── SUPPLIED RECORDS

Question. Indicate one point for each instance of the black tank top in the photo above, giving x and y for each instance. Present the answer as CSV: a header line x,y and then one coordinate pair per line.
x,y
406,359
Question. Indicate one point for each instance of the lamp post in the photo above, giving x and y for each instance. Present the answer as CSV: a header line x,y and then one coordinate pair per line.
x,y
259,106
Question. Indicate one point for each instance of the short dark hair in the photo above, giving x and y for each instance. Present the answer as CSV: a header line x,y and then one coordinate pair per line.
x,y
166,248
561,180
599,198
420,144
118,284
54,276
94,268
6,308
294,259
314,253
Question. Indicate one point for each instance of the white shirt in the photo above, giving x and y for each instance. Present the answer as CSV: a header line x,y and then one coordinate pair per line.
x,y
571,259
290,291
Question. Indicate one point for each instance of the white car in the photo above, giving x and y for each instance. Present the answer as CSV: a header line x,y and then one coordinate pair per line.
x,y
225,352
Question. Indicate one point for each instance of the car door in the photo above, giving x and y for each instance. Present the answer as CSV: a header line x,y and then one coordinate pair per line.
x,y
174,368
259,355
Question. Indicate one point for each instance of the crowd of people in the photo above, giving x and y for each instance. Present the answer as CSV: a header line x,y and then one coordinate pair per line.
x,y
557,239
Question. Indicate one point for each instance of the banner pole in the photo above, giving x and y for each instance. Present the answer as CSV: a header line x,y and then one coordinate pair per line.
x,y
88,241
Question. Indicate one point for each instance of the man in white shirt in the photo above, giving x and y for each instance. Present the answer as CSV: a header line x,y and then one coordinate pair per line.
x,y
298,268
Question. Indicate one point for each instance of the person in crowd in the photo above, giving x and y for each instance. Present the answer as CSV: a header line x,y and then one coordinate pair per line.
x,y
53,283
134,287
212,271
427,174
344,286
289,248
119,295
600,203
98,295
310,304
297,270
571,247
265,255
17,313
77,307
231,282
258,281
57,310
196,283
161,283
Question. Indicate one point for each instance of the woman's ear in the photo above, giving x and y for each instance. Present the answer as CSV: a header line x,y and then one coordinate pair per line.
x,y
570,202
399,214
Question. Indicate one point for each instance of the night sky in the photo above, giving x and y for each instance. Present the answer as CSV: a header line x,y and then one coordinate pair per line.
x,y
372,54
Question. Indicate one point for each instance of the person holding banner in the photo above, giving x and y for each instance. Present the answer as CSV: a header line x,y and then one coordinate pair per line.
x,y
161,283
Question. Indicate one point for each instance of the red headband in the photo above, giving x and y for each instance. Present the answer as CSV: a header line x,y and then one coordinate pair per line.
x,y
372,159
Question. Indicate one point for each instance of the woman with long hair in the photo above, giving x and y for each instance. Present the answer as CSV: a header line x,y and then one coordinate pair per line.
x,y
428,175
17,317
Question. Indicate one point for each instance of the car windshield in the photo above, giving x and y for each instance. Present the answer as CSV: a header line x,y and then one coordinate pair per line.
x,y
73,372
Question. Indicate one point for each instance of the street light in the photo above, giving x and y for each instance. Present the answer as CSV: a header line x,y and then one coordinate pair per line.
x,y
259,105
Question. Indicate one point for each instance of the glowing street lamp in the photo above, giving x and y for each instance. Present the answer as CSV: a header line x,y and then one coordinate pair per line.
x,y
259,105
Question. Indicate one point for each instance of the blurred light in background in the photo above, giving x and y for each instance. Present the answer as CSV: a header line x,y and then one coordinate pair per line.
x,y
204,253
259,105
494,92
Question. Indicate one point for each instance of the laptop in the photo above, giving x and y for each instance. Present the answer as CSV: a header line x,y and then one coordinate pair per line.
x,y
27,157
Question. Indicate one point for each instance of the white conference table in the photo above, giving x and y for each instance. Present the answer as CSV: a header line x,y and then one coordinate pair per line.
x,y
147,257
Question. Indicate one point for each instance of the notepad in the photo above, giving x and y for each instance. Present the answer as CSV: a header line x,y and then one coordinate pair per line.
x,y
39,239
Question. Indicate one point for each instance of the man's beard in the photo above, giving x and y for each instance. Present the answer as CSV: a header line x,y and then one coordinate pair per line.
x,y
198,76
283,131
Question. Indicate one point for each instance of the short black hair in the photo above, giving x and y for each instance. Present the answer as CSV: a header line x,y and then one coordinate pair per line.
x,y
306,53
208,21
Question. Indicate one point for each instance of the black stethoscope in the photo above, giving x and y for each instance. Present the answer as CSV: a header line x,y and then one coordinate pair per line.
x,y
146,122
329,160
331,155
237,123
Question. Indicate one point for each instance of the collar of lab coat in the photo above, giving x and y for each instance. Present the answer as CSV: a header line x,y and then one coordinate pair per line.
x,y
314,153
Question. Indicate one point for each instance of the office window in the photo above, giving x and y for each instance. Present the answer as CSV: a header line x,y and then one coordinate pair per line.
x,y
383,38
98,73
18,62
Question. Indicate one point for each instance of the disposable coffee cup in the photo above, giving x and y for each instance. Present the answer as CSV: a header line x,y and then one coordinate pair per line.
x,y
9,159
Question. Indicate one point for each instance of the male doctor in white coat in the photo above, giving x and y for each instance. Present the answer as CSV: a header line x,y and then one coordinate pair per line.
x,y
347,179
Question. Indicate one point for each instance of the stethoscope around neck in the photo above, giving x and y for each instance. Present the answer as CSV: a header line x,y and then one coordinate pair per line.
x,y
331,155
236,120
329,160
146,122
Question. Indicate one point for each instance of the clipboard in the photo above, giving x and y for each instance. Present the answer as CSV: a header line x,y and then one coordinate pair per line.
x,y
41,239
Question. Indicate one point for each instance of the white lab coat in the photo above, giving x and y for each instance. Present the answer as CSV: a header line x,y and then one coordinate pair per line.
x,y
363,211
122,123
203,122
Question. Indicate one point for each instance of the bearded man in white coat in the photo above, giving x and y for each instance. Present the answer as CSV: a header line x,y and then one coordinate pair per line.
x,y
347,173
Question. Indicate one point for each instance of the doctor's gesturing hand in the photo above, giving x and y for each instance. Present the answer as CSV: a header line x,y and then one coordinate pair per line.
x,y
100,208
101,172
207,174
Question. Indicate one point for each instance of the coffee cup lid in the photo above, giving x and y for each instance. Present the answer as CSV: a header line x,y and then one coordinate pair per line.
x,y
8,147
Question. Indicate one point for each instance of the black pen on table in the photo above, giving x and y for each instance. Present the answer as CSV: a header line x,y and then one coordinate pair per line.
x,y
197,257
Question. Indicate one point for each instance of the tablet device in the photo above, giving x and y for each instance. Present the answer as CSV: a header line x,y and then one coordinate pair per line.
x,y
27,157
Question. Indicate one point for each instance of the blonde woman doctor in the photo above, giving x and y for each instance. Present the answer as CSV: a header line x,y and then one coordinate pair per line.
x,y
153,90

────

■ **WORK ITEM**
Copy the entire listing, keeping each line exactly as it is.

■ **EXERCISE RESPONSE**
Question. Indicate one point for each instance of the black tank top in the photo above, giving x and y for each instance. Present the answer as CSV: a header line x,y and then one coordinate pair per line.
x,y
406,359
Question. Indicate one point for each instance of the lamp post in the photo above, giving x and y for each instance. Present the answer as CSV: a header line x,y and then one coordinate pair per line.
x,y
259,106
Question. Indicate one point for each instance of the short dark hair in the photo above, giving x and y for each instance. Present the answer as CSV: a header line x,y and then one coordinate pair per line.
x,y
166,248
561,180
599,198
420,144
118,284
54,276
94,268
6,308
294,259
314,253
Question. Indicate one point for each instance of the white shirt in the photo above, giving x and y for each instance. Present the answer as CSV: a header line x,y and then one coordinate pair per line.
x,y
571,259
290,291
Question. Indicate one point for each instance of the white car in the photo above, giving x and y for each instance. Present the answer as CSV: a header line x,y and then one coordinate pair per line.
x,y
225,352
Question. Indicate one point for each instance of the car door in the photo above, giving x and y for each instance. Present the answer as CSV: a header line x,y and then one coordinate pair per line.
x,y
174,368
259,355
Question. Indicate one point for each instance of the crowd of people in the photo above, giving x and y for each instance. Present the answer as CSV: a header line x,y and then one coordinate pair per line.
x,y
557,239
Question. Indicate one point for each instance of the banner pole in the photo above, giving x and y for each instance. Present the answer as CSV: a header line x,y and then one coordinate pair per line.
x,y
88,241
Question. Indicate one point for each instance of the man in white shirt in the photo above, giving x and y for each instance. Present the answer as CSV: a header line x,y and then one coordinate pair per line.
x,y
298,268
Question. Indicate one point for each instance of the person in crowd in the photo above, giving x and y for each instance. Present the answer as CSV: a header line x,y and then one coordinate pair per line.
x,y
53,283
134,287
212,271
427,174
344,286
289,248
119,295
600,203
98,295
310,304
297,270
571,247
265,255
17,313
77,307
231,282
258,281
57,310
196,283
161,283
Question. Indicate one point for each instance of the woman's ear in the photo above, giving x and y for each instance. Present the answer as CSV: a header line x,y and then one coordinate pair per line.
x,y
570,202
399,214
Question. Indicate one point for each instance of the night sky in the photo above, giving x and y for each instance. Present the answer as CSV: a header line x,y and then one coordinate pair per line.
x,y
372,54
Question. Indicate one point for each instance of the person holding banner in the photo above, giving x and y for each instance. Present the answer as CSV: a header line x,y and then one coordinate pair per line.
x,y
161,283
Question. Indicate one point for each instance of the red headband in the photo above, giving x and y for each instance. Present the answer as CSV: a header line x,y and then one coordinate pair per line.
x,y
372,159
Question. Indicate one point for each instance of the woman with long hair in the photo above, giving x and y for each instance. Present the answer as CSV: a header line x,y and then one coordinate pair per line.
x,y
428,175
17,317
Question. Indicate one point for each instance of the car windshield in the photo above, giving x and y for each instance. Present the answer as CSV: a header line x,y and then one coordinate pair per line.
x,y
73,372
Question. Indicate one point for each instance of the street light in the photo above, giving x and y for each instance. Present the answer as CSV: a header line x,y and then one coordinate pair per line.
x,y
259,105
Question. Indicate one point for each instance of the glowing street lamp in the photo above, giving x and y for each instance. Present the answer as CSV: a header line x,y and then one coordinate pair per line.
x,y
259,105
Question. Indicate one point for each instance of the blurred light in background in the photo above, giving x and y for each instance. Present the answer as CSV: a header line x,y and then one coordinate pair per line.
x,y
204,253
259,105
494,92
Question. Indicate one point for each instance of the laptop in the photo above, giving x and y for each instance. Present the answer as CSV: a header line x,y and then one coordinate pair per line.
x,y
27,157
Question. Indicate one point for each instance of the white conference table in the photo above, giving x and y for each instance. Present the answer as CSV: a header line x,y and then one coordinate pair per line.
x,y
147,257
Question. Indicate one point for each instance of the notepad in the photo above, giving x and y for each instance. Present the answer as CSV: a header line x,y and then one coordinate pair per line.
x,y
39,239
Question. Indicate one point for each instance of the man's beard in the photo above, giving x and y for each instance. Present the answer as CSV: a header line x,y and then one coordinate pair per line.
x,y
198,76
283,131
Question. Indicate one point for each instance of the short black hair in the photo above, giving x and y for each instance. Present the answer as CSV: a header line x,y and then one coordinate pair per line.
x,y
306,53
208,21
Question. Indicate one point for each instance of the black stethoscope in the photo above, giving x and y for each instance. Present the answer as CSV: a header line x,y and then one coordinate pair per line.
x,y
146,122
329,160
331,155
237,123
Question. Indicate one point for each instance of the collar of lab coat in the photo above, giving x and y for each instance. Present the answer as CSV: a header line x,y and then one coordinate pair per line.
x,y
314,153
Question. Indicate one point for each instance of the office window in the photo above, giving x and y for each instance. Present the answer as CSV: a header line x,y and then one coordinate pair per line.
x,y
383,38
98,73
18,62
Question. Indicate one point for each instance of the disposable coffee cup in the photo above, giving x and y for each instance. Present the answer as CSV: a header line x,y and then one coordinate pair per line.
x,y
9,159
Question. Indicate one point for each instance of the male doctor in white coat in the photo above, giving x and y for each instance. Present the answer as CSV: a header line x,y and then one coordinate pair per line.
x,y
347,179
Question. Indicate one point for each instance of the stethoscope around neck in the photo above, giving x and y for each instance. Present the answer as CSV: a header line x,y and then one coordinate pair per line.
x,y
331,155
236,120
329,160
146,122
Question. Indicate one point for each instance of the clipboard in the photo above, giving x and y for each instance. Present the answer as CSV: a header line x,y and then one coordinate pair per line.
x,y
41,239
Question. Indicate one point for each instance of the white lab coat in the photo above, giving x and y for each instance. Present the answer as CSV: a header line x,y and then one coordinate pair per line.
x,y
363,211
122,123
203,122
Question. Indicate one point for each instance of the bearded man in white coat in the photo above, giving x and y for each instance. Present the answer as CSV: a header line x,y and then one coordinate pair per line.
x,y
347,173
Question. Indicate one point for each instance of the doctor's gesturing hand in the photo above, giving x and y for each instance. Present the answer as CSV: a header line x,y and then one coordinate pair per line.
x,y
100,208
101,172
207,174
Question. Indicate one point for each instance of the coffee cup lid in the photo above, giving x and y for each instance. Present the answer as CSV: a header line x,y and then one coordinate pair per line.
x,y
8,147
Question. Indicate one point for each instance of the black pen on table in the photo above, giving x and y for each instance. Present the answer as CSV: a header line x,y and then one coordinate pair per line.
x,y
197,257
Question. Indicate one point for each instance of the tablet device in the photo above, giving x and y for each instance. Present the answer as CSV: a header line x,y and then one coordinate pair per line.
x,y
27,157
Question. Indicate one point for each instance of the blonde woman doctor in the photo above, giving x and y for each instance. Present the answer as CSV: a header line x,y and then one coordinate pair per line.
x,y
153,90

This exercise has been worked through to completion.